Swap every "evenodd" in these records for "nonzero", keep everything else the same, and leave the pictures out of your answer.

■ **DATA RECORDS**
□ □ □ □

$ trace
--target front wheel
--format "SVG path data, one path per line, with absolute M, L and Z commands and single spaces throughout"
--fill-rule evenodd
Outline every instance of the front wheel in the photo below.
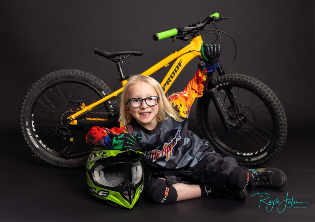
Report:
M 89 125 L 68 125 L 67 118 L 112 93 L 103 81 L 81 70 L 59 70 L 43 76 L 29 90 L 21 107 L 20 124 L 27 145 L 53 165 L 84 165 L 92 149 L 85 135 L 93 122 L 115 123 L 115 103 L 107 100 L 76 119 Z
M 204 91 L 197 108 L 203 136 L 216 152 L 234 158 L 240 165 L 258 164 L 274 157 L 283 146 L 287 132 L 284 110 L 275 94 L 259 80 L 242 74 L 225 75 L 211 80 L 236 126 L 226 130 L 210 94 Z

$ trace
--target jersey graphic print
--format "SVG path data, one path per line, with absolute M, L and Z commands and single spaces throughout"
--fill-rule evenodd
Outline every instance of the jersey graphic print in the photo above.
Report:
M 177 144 L 178 141 L 180 139 L 180 136 L 179 134 L 180 131 L 178 130 L 172 141 L 169 143 L 164 143 L 163 149 L 159 150 L 156 149 L 148 152 L 146 151 L 144 153 L 144 156 L 152 162 L 157 159 L 164 157 L 165 157 L 165 160 L 168 160 L 169 158 L 172 157 L 173 148 Z

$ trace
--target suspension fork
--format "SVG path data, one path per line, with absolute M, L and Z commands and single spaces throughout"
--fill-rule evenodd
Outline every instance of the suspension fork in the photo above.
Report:
M 225 74 L 222 66 L 220 64 L 216 70 L 219 75 Z M 231 132 L 232 129 L 236 126 L 237 124 L 235 123 L 232 123 L 230 119 L 224 103 L 224 101 L 222 101 L 220 97 L 220 94 L 216 87 L 218 86 L 215 86 L 211 79 L 209 80 L 208 81 L 207 87 L 206 87 L 205 90 L 210 94 L 210 97 L 213 102 L 213 103 L 216 109 L 226 130 L 228 132 Z M 228 97 L 231 104 L 231 106 L 237 107 L 236 98 L 234 96 L 232 89 L 230 88 L 227 88 L 225 89 L 224 90 L 228 95 Z

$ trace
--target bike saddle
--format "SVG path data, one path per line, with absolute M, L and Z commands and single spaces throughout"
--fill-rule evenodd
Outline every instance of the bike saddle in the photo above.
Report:
M 143 54 L 143 52 L 138 49 L 128 49 L 117 52 L 109 52 L 99 48 L 94 49 L 94 53 L 107 58 L 110 58 L 122 55 L 132 55 L 138 56 Z

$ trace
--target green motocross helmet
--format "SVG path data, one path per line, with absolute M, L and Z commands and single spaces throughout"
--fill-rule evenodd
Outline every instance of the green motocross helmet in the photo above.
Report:
M 95 197 L 131 209 L 143 189 L 143 166 L 140 151 L 93 151 L 86 163 L 87 181 Z

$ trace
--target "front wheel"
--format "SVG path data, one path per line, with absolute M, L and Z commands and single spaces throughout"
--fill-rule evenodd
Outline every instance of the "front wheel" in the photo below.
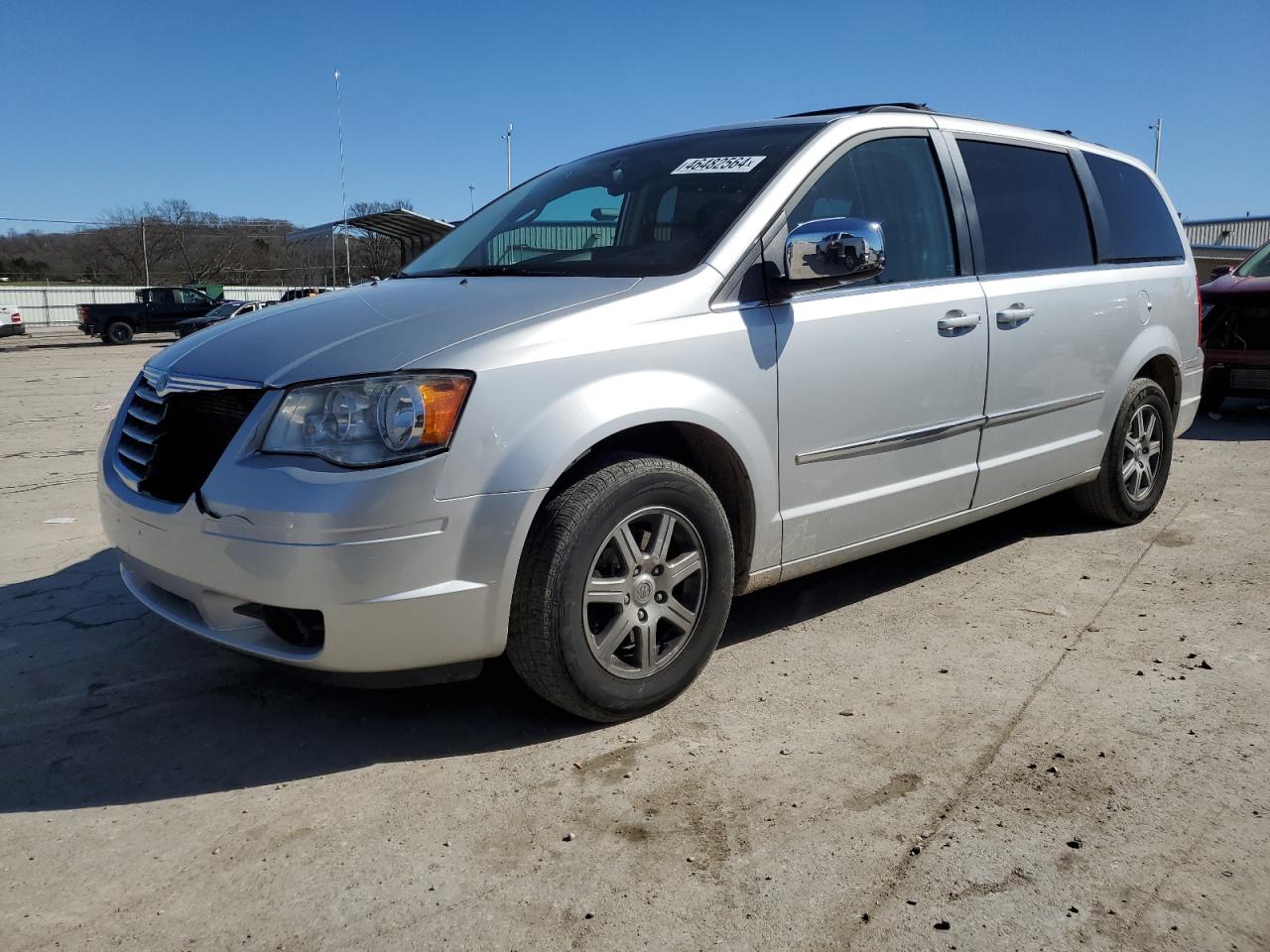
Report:
M 1152 380 L 1135 380 L 1120 404 L 1102 468 L 1076 489 L 1077 504 L 1116 526 L 1146 519 L 1160 504 L 1173 456 L 1173 413 Z
M 598 461 L 549 499 L 517 575 L 507 654 L 538 694 L 593 721 L 653 711 L 700 674 L 732 607 L 719 498 L 659 457 Z
M 110 321 L 105 325 L 105 333 L 102 334 L 103 344 L 131 344 L 132 343 L 132 325 L 127 321 Z

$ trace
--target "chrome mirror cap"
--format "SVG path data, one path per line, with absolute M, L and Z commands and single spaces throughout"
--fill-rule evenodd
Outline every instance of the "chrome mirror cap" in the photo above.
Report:
M 881 225 L 864 218 L 818 218 L 785 239 L 785 279 L 848 284 L 881 274 L 886 246 Z

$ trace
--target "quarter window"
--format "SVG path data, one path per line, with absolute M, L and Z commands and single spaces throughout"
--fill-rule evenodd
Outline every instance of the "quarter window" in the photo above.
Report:
M 983 235 L 984 270 L 1033 272 L 1093 264 L 1093 240 L 1066 152 L 961 140 Z
M 1185 258 L 1177 225 L 1160 189 L 1139 169 L 1116 159 L 1085 154 L 1102 197 L 1110 231 L 1104 261 L 1168 261 Z M 1101 249 L 1100 249 L 1101 250 Z
M 856 146 L 799 199 L 789 223 L 848 217 L 881 225 L 886 267 L 871 283 L 958 273 L 947 194 L 925 136 L 875 138 Z

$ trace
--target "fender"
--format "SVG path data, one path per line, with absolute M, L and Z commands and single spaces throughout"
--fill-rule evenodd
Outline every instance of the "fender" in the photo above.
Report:
M 1099 428 L 1104 433 L 1110 433 L 1115 426 L 1116 414 L 1120 413 L 1120 404 L 1124 395 L 1129 392 L 1138 371 L 1146 367 L 1157 357 L 1167 357 L 1173 368 L 1173 402 L 1181 397 L 1181 348 L 1177 345 L 1177 336 L 1163 324 L 1149 324 L 1125 348 L 1120 363 L 1116 364 L 1111 380 L 1107 382 L 1106 397 L 1102 400 L 1102 414 Z

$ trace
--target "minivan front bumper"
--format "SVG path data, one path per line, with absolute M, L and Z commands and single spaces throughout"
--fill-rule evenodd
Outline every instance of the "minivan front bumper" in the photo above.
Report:
M 175 506 L 121 479 L 118 426 L 99 458 L 102 522 L 124 584 L 168 621 L 318 671 L 401 673 L 502 654 L 518 555 L 546 490 L 438 500 L 444 456 L 338 470 L 254 454 L 243 437 Z M 318 612 L 321 637 L 288 640 L 278 613 L 262 608 Z

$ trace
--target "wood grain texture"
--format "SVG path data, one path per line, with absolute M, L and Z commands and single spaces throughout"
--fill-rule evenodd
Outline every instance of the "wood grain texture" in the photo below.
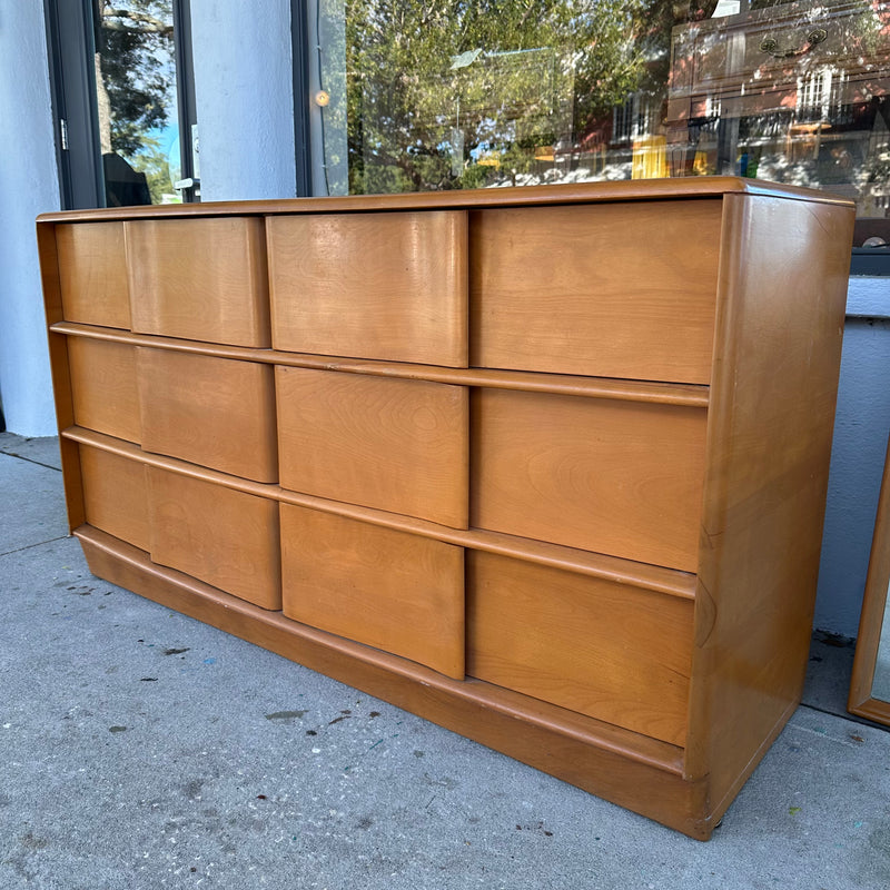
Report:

□ □ □ □

■ **OUTPUT FOR THIS TASK**
$ trace
--target front wheel
--format "SVG path data, one path per line, with absolute M, L and Z commands and single spaces throughout"
--fill-rule nonzero
Outline every instance of the front wheel in the photo below.
Report:
M 89 125 L 68 125 L 67 118 L 112 93 L 103 81 L 81 70 L 59 70 L 43 76 L 29 90 L 21 107 L 20 124 L 27 145 L 53 165 L 84 165 L 92 149 L 85 135 L 93 122 L 115 123 L 115 103 L 107 100 L 76 119 Z
M 204 91 L 197 108 L 203 136 L 216 152 L 234 158 L 240 165 L 258 164 L 274 157 L 283 146 L 287 132 L 284 110 L 275 94 L 259 80 L 242 74 L 225 75 L 211 80 L 236 126 L 226 130 L 210 94 Z

$ trace
--target jersey graphic print
--format "SVG path data, one path per line, with absolute M, L and Z commands and single spaces throughout"
--fill-rule nonzero
Outline every instance of the jersey graphic print in the photo above.
Report:
M 177 144 L 178 141 L 180 139 L 180 136 L 179 134 L 180 131 L 178 130 L 172 141 L 169 143 L 164 143 L 163 149 L 159 150 L 156 149 L 148 152 L 146 151 L 144 153 L 144 156 L 152 162 L 157 159 L 164 157 L 165 157 L 165 160 L 168 160 L 169 158 L 172 157 L 173 148 Z

$ trace
--target suspension fork
--format "SVG path data, one path per line, with absolute M, L and Z commands and single spaces throughout"
--fill-rule nonzero
Outline every instance of the suspension fork in the photo above.
Report:
M 225 74 L 222 66 L 220 64 L 216 70 L 219 75 Z M 231 132 L 232 129 L 236 126 L 237 124 L 235 123 L 232 123 L 230 119 L 224 103 L 224 101 L 222 101 L 220 97 L 220 94 L 216 87 L 218 86 L 215 86 L 211 79 L 209 80 L 208 81 L 207 87 L 206 87 L 205 90 L 210 94 L 210 97 L 213 102 L 213 103 L 216 109 L 226 130 L 228 132 Z M 228 97 L 231 104 L 231 106 L 237 107 L 236 98 L 234 96 L 232 89 L 230 88 L 227 88 L 225 89 L 224 90 L 228 95 Z

$ trace
--target bike saddle
--format "SVG path data, one path per line, with absolute M, L and Z commands and single spaces throughout"
--fill-rule nonzero
Outline every instance of the bike saddle in the photo above.
Report:
M 143 54 L 143 52 L 138 49 L 128 49 L 117 52 L 109 52 L 99 48 L 94 49 L 94 53 L 107 58 L 110 58 L 122 55 L 132 55 L 138 56 Z

$ trace
--target green motocross helmet
--format "SVG path data, one path per line, with absolute M, L and Z commands and single spaces throughout"
--fill-rule nonzero
Outline every instance of the green motocross helmet in the photo above.
Report:
M 95 197 L 131 209 L 143 189 L 143 166 L 140 151 L 93 151 L 86 163 L 87 181 Z

$ trace
--target "front wheel"
--format "SVG path data, one path per line, with absolute M, L and Z commands and single spaces throughout"
--fill-rule nonzero
Outline every instance of the "front wheel" in the photo below.
Report:
M 1152 380 L 1135 380 L 1120 404 L 1102 468 L 1076 489 L 1077 504 L 1116 526 L 1146 519 L 1160 504 L 1173 456 L 1173 413 Z
M 598 461 L 549 499 L 517 575 L 507 654 L 538 694 L 593 721 L 653 711 L 700 674 L 732 607 L 719 498 L 659 457 Z
M 110 321 L 105 325 L 105 333 L 102 334 L 103 344 L 131 344 L 132 343 L 132 325 L 127 321 Z

$ trace
--target "chrome mirror cap"
--format "SVG path data, one path per line, with absolute M, L and Z commands and single spaces throughout"
--fill-rule nonzero
Outline every instance of the "chrome mirror cap" in the photo above.
Report:
M 881 225 L 864 218 L 818 218 L 785 239 L 785 279 L 848 284 L 881 274 L 886 246 Z

$ trace
--target "quarter window"
--format "SVG path data, one path per line, with absolute M, L and Z commands and single spaces throughout"
--fill-rule nonzero
Outline every instance of the "quarter window" in the photo above.
Report:
M 983 235 L 984 270 L 1033 272 L 1093 264 L 1093 240 L 1066 152 L 961 140 Z
M 1185 258 L 1177 225 L 1160 189 L 1139 169 L 1116 159 L 1085 154 L 1102 197 L 1110 231 L 1104 261 L 1168 261 Z M 1101 249 L 1100 249 L 1101 250 Z
M 856 146 L 799 199 L 789 223 L 848 217 L 881 225 L 886 267 L 871 283 L 958 273 L 947 194 L 925 136 L 875 138 Z

$ trace
--target "fender"
--format "SVG path data, one path per line, with absolute M, L and Z commands and single spaces throughout"
--fill-rule nonzero
Outline every instance of the "fender" in the photo above.
Report:
M 1099 428 L 1104 433 L 1110 433 L 1115 426 L 1116 414 L 1120 413 L 1120 404 L 1124 395 L 1129 392 L 1138 371 L 1146 367 L 1157 357 L 1167 357 L 1173 368 L 1173 402 L 1181 397 L 1181 348 L 1177 345 L 1177 336 L 1163 324 L 1149 324 L 1125 348 L 1120 363 L 1116 364 L 1111 380 L 1107 382 L 1106 397 L 1102 400 L 1102 414 Z

$ trace
--target "minivan front bumper"
--format "SVG path data, one path per line, with absolute M, L and Z commands and single spaces throughout"
--fill-rule nonzero
Outline every instance of the "minivan front bumper" in the photo above.
Report:
M 175 506 L 121 479 L 118 426 L 99 458 L 102 522 L 124 584 L 168 621 L 318 671 L 401 673 L 502 654 L 518 555 L 546 490 L 438 500 L 444 456 L 338 470 L 254 454 L 243 437 Z M 318 612 L 321 637 L 288 640 L 278 613 L 262 608 Z

$ trace
--target "wood grain texture"
--format "SVG path data, one path per line, with absolute M, L and Z commands and single spaces throughout"
--fill-rule nonzero
Outline every instance of the "wood grain texture" in the photo below.
Report:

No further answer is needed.